Please transcribe the data below in full. Omit any picture you find in it.

┌──

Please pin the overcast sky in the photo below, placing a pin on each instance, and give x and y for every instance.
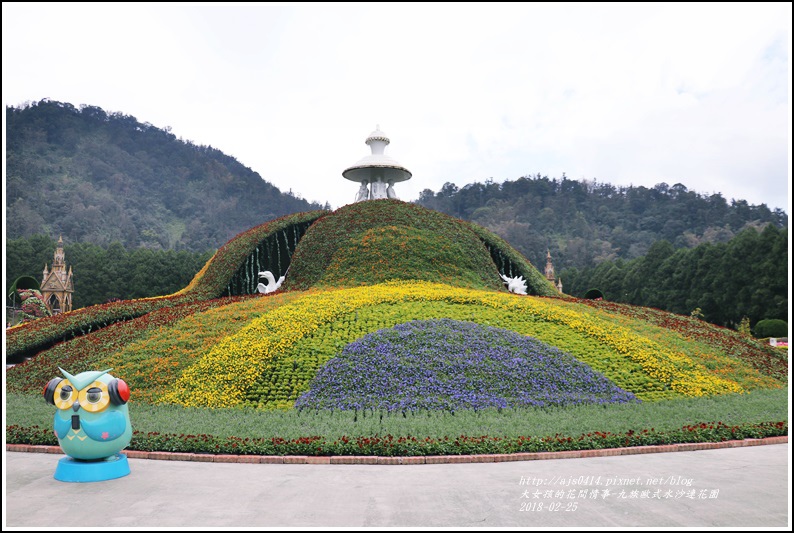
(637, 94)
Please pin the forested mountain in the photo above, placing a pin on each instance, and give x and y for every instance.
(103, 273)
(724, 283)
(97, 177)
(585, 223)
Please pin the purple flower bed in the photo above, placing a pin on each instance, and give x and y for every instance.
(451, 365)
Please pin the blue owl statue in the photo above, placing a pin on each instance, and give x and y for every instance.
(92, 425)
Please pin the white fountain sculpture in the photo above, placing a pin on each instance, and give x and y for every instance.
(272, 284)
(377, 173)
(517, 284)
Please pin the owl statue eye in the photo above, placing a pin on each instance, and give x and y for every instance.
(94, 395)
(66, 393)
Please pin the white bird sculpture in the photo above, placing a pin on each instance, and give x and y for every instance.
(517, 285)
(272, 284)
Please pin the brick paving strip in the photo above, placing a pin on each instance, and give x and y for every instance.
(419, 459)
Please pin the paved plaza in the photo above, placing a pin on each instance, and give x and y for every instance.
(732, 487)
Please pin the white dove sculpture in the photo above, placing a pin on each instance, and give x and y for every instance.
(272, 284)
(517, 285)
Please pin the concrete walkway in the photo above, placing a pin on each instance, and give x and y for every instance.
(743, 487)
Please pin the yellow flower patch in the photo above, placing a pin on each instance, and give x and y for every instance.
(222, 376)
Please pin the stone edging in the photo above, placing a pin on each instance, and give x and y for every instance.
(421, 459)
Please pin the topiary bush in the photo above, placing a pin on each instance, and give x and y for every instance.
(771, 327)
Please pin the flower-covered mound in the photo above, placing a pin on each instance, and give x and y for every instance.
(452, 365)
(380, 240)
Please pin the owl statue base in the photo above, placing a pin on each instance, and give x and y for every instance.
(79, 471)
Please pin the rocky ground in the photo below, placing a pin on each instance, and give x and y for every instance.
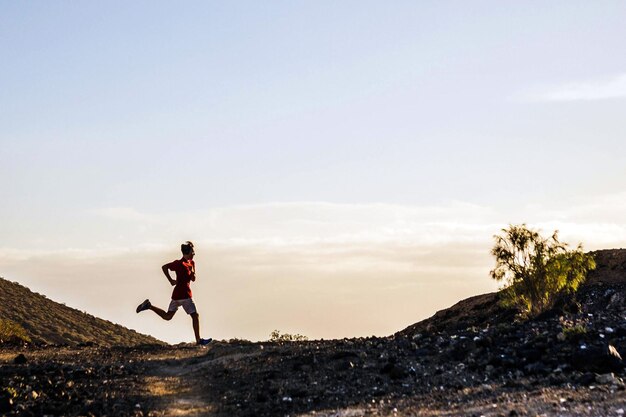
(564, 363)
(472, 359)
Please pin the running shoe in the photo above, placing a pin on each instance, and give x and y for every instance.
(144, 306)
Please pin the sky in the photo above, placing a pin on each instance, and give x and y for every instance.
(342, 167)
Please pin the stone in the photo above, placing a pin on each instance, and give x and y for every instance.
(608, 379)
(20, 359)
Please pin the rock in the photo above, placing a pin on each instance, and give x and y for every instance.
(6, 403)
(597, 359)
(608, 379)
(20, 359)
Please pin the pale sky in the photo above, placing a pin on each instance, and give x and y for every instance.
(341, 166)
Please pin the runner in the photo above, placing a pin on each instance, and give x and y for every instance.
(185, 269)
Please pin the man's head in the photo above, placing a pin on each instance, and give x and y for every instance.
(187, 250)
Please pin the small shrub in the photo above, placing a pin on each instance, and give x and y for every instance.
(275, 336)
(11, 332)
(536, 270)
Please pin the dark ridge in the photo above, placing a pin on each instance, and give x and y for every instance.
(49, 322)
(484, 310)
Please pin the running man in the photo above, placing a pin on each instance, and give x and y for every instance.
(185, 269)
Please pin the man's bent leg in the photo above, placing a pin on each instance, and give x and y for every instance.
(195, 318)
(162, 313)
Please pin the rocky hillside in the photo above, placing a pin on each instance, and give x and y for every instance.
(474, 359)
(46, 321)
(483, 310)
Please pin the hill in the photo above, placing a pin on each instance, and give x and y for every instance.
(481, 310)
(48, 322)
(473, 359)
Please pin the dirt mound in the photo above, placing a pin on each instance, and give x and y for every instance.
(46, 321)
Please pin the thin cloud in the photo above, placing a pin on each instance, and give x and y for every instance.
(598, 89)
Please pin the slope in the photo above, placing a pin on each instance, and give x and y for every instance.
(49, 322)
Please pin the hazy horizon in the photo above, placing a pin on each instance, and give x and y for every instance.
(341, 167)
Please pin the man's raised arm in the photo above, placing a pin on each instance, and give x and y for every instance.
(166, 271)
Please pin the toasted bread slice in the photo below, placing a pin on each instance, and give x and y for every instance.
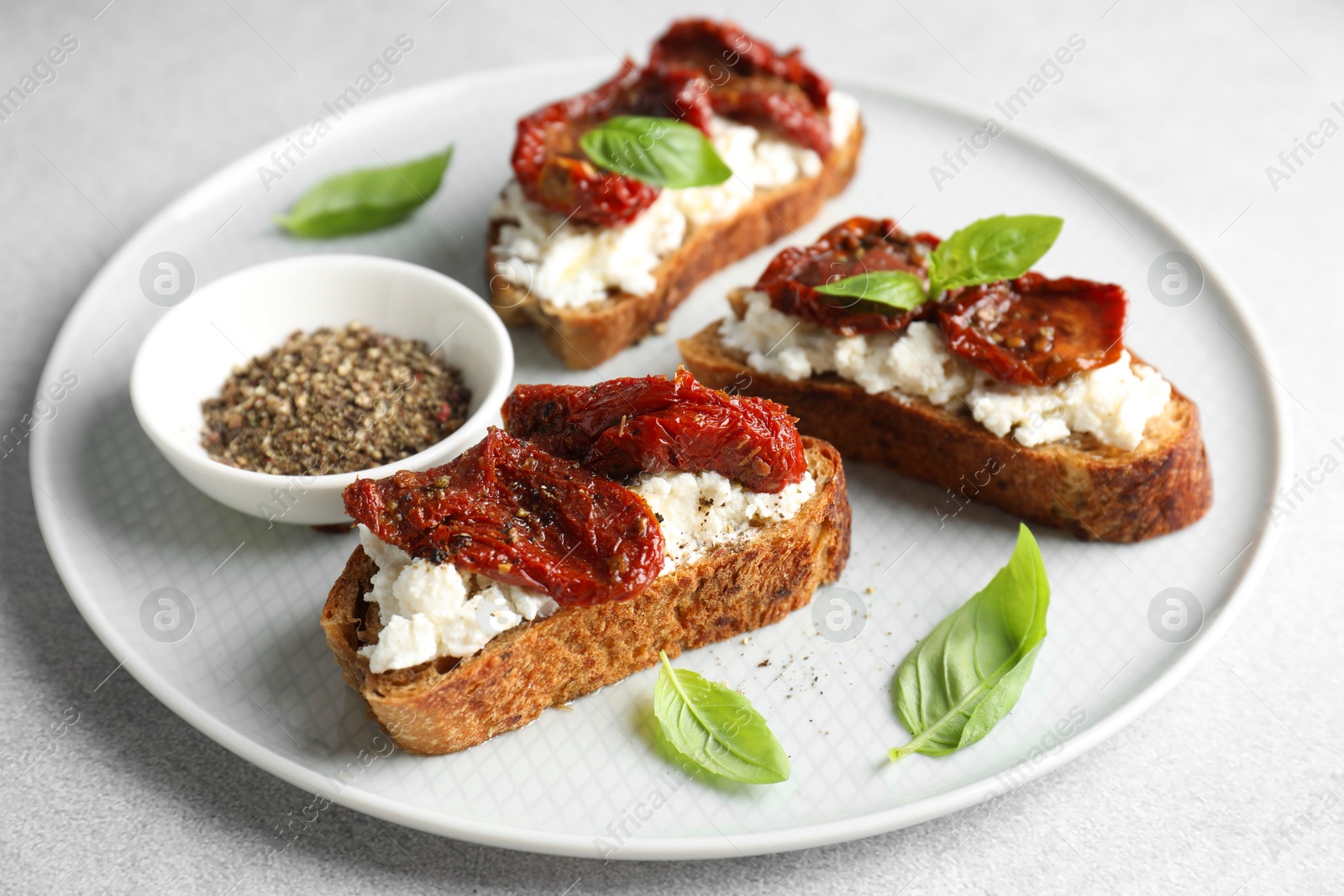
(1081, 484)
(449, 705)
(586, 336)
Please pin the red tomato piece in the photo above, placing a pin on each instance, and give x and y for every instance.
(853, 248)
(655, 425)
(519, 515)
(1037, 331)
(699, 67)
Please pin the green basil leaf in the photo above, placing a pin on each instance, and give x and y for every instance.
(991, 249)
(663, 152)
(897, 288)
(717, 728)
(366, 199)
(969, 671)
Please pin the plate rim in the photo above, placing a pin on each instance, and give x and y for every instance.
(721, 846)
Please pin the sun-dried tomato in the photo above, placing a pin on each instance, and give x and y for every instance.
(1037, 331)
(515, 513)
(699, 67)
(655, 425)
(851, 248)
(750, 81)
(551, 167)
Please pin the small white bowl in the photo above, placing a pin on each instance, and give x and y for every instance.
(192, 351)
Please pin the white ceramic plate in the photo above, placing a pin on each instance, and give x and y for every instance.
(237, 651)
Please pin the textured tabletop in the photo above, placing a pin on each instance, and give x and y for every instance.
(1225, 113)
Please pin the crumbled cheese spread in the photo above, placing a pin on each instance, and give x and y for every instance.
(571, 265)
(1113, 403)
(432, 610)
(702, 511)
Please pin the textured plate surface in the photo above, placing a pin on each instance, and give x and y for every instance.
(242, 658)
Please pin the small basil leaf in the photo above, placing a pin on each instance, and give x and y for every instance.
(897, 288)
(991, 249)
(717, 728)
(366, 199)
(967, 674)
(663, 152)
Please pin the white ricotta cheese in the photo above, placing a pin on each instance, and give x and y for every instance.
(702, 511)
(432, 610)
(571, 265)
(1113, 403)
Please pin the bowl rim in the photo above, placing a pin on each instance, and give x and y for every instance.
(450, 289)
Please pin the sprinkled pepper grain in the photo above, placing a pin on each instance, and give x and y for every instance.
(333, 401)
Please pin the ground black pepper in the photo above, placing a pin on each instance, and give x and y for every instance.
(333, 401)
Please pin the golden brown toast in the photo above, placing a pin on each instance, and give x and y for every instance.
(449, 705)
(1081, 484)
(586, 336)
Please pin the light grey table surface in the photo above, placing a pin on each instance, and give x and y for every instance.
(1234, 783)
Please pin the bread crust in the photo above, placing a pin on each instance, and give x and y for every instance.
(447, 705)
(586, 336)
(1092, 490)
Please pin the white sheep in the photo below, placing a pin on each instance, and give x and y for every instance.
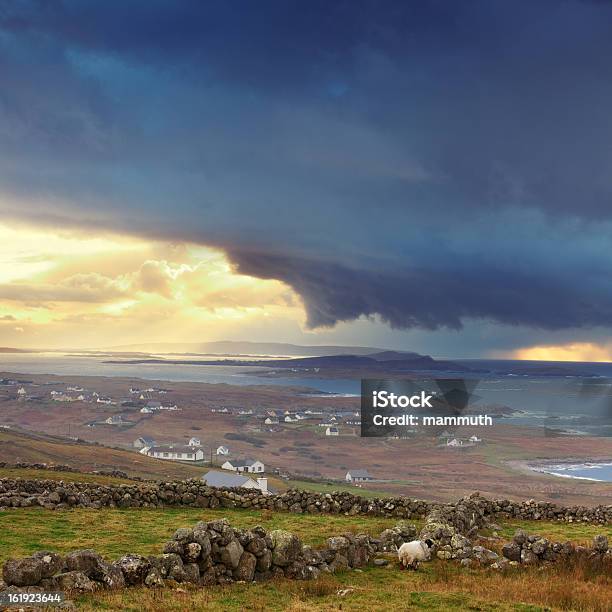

└──

RESULT OF THIS EXERCISE —
Please pin the overcast sky in the photo below, placing a pin on each instance, and give x and y for every instance.
(637, 94)
Please pin the forested mountain in the photo above, placing a pin on each instance, and give x and y for every instance.
(103, 273)
(724, 283)
(97, 177)
(585, 223)
Please pin the purple flower bed in the photo above, placing a pin on each instance, and give x and y for every instance.
(451, 365)
Please pin the blue owl statue in the photo above, placing a pin on each instance, and give x and y for every instance.
(92, 425)
Please pin the white fountain sculpture in the photo above, placing a pin on each instance, and give x and y for every instance.
(272, 284)
(377, 173)
(517, 284)
Please pin the owl statue eye in the photo above, placing a pin on each instance, and give x and y for every instance.
(94, 395)
(66, 393)
Please pin the white bird sculpture in the photo above, placing a pin on each instance, and give x and y for every instance.
(517, 285)
(272, 284)
Please pin the brick paving strip in the photo above, placing a pin on each instance, and give x and y for every instance.
(419, 459)
Please pin the paved plaza in the photo above, placing a pin on each instance, and give x and y for every instance.
(732, 487)
Please pin the white dove sculpture in the photo above, placing a pin on each instance, and give x and y for every instance.
(272, 284)
(517, 285)
Please pin the concrete walkway in the photo above, placing a pin on each instance, and give x and y for every instance.
(743, 487)
Please pin the yellow flower patch in the photo above, placing a pin on each instance, and give x and y for every instance.
(222, 376)
Please pin the stone edging in the photo above, placing a pin on each instance, and give x and y for every instance.
(421, 459)
Please pin the topiary bush in the photo above, placing a pin on each instance, and give x and y for every instance.
(771, 327)
Please pin the flower-covered mound in the photo above, placing a pin on each instance, and give x and y for every instance.
(452, 365)
(380, 240)
Please pin the owl statue base in the photo above, placing a pin on each instance, and give x and y for every instance.
(79, 471)
Please pin the rocky ground in the photo below, placing a pin on each instance, and give x and y for every instance.
(564, 363)
(472, 359)
Please pin the running shoe in the photo above, placing a pin on each instance, and give x and y for every instance.
(144, 306)
Please pin the sky in the photo above, placing a pin on each instance, and give x and y for every instance.
(342, 167)
Please pin the stone in the photo above, placing a pin on each instance, and give x and y for every instance.
(608, 379)
(20, 359)
Please pin the rock in the photo above, placing a pin on each instance, and give x and y for every instance.
(6, 403)
(597, 359)
(608, 379)
(20, 359)
Please pin the pale sky in the photo above, placing a pin on each instance, and give x and y for every instance.
(341, 166)
Please pin the runner in the photo above, placing a pin on each instance, and give x and y for every instance.
(185, 269)
Please pin the man's head in the photo above, placing a pin on each instance, and give x and y for every instance.
(187, 250)
Please pin the small shrub in the photo above, placing a pin on each instance, and give x and y for every instance.
(275, 336)
(11, 332)
(536, 270)
Please pin the dark ridge in the photo above, placing a pin on each instance, and give x and y for every instance.
(49, 322)
(484, 310)
Please pin the running man in the photo above, placing a pin on each instance, and give x and y for every instance.
(185, 269)
Please pin the man's bent leg in the photo above, placing a pin on each instance, and give x and y for every instance.
(195, 318)
(162, 313)
Please pin the rocky hillside in the photo above, placing a pin on each instance, and give x and y for every instance.
(474, 359)
(46, 321)
(483, 310)
Please pin the hill in the photo above, placing a pin on each instance, and give x and y for every instance.
(481, 310)
(48, 322)
(473, 359)
Please pin the dirt mound in the photo above, placing a pin on each instance, and give x and y for every instance.
(46, 321)
Please pin the thin cloud in the photo above, placing a pin on each instance, and give x and y for every instance.
(598, 89)
Please pin the slope in the photo above, placing a pin on each instance, and give x and y for every instance.
(49, 322)
Please pin the hazy horizon in the photo above, placing a pin on each instance, and give x and y for every instance.
(341, 167)
Please pin the man's raised arm in the photo above, placing a pin on each instance, and give x and y for every instance.
(166, 271)
Please pin the toasted bread slice in the photo below, placing a pin on each instance, and give x and y for every instance.
(1081, 484)
(449, 705)
(586, 336)
Please pin the red tomato piece in the photo above, placing a pin on each instance, and give x and y for every instance.
(853, 248)
(655, 425)
(519, 515)
(1037, 331)
(699, 67)
Please pin the green basil leaf in the photo above, placing a pin on each instance, and give x and y for every instance.
(991, 249)
(663, 152)
(897, 288)
(717, 728)
(366, 199)
(969, 671)
Please pin the plate rim in the photo above, placing a pin on each instance, and give x and y for every instance.
(721, 846)
Please pin the sun-dried tomato in the photo above, placing a pin on each instance, and give x and y for every instance.
(1037, 331)
(515, 513)
(699, 67)
(655, 425)
(851, 248)
(750, 81)
(551, 167)
Please pin the small white bowl in the photo above, placing a pin on each instance, and give x and y for every instance.
(192, 351)
Please pin the white ceramic plate in the photo above, placing a pin on each instance, and give x and y for every instance.
(237, 651)
Please pin the textured tabletop in the photo above, placing a pin on each instance, and give x and y for every instance.
(1225, 113)
Please pin the crumbled cheese spread in the photo above, placing a pin on each instance, and give x and y for every instance.
(571, 265)
(1113, 403)
(432, 610)
(702, 511)
Please pin the textured plate surface in the photo above, placing a pin on each instance, and give x and y for every instance.
(242, 658)
Please pin the small basil leaf in the photo above, placing a pin on each instance, and give x and y for every instance.
(897, 288)
(991, 249)
(717, 728)
(366, 199)
(967, 674)
(663, 152)
Please pin the white ricotta cheese in the photo above, placing a pin on each instance, and give x and y for every instance.
(702, 511)
(432, 610)
(571, 265)
(1113, 403)
Please pin the bowl rim in the photo above, placing a pin on each instance, and give x and y for every instance.
(450, 289)
Please pin the sprinkled pepper grain in the photo above, placing a pin on each instance, and give x and y for every instance.
(333, 401)
Please pin the ground black pepper in the photo above, placing a pin on each instance, and give x and y for every instance.
(333, 401)
Please pin the golden brown toast in the photo above, placing a pin on each instance, and give x and y for every instance.
(449, 705)
(1081, 484)
(586, 336)
Please pin the light grey table surface in the photo above, placing a pin on each instance, and give x and y for every instance.
(1234, 783)
Please pin the bread crust in the photo above, placing a pin on each instance, and give x and y for every instance.
(447, 705)
(586, 336)
(1092, 490)
Please pin the white sheep in the photo below, placing a pin on each instance, and give x and y for every instance.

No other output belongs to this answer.